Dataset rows
_ _ _ _ _ _ _

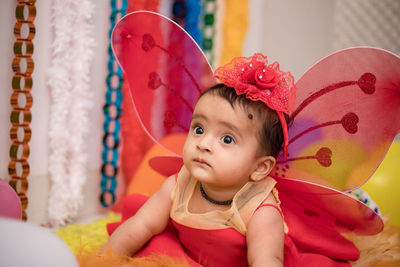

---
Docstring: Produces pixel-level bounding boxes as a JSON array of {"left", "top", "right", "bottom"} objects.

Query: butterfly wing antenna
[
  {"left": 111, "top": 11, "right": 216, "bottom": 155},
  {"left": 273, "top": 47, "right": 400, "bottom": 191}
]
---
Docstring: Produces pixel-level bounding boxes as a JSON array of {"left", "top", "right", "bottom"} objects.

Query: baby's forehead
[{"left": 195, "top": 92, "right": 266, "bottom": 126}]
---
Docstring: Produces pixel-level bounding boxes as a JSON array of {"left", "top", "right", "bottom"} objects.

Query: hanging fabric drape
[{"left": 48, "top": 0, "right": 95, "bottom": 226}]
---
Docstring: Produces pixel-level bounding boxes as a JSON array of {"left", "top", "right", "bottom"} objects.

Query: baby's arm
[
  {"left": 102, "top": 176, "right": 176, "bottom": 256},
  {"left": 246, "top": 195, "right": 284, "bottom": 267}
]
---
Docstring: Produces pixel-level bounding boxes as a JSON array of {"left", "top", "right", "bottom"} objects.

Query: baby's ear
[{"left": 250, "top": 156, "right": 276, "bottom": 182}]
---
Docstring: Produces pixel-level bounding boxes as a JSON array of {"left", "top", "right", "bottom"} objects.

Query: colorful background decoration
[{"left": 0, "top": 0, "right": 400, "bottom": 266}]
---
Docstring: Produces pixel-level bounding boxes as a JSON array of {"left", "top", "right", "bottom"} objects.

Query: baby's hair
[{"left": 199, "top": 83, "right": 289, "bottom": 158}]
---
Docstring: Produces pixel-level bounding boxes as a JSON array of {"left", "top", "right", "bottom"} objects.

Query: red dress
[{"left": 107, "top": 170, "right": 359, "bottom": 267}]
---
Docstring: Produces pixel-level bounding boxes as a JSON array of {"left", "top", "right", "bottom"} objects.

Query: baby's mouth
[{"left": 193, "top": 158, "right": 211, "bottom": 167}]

_ _ _ _ _ _ _

List each line in the records above that contains the string "Query", copying every such line in full. The match is case-sensitive.

◆ RESULT FOR THIS EXERCISE:
Query: butterfly wing antenna
Query: baby's forehead
Query: hanging fabric drape
Query: baby's arm
Query: baby's ear
Query: colorful background decoration
Query: baby's hair
Query: red dress
Query: baby's mouth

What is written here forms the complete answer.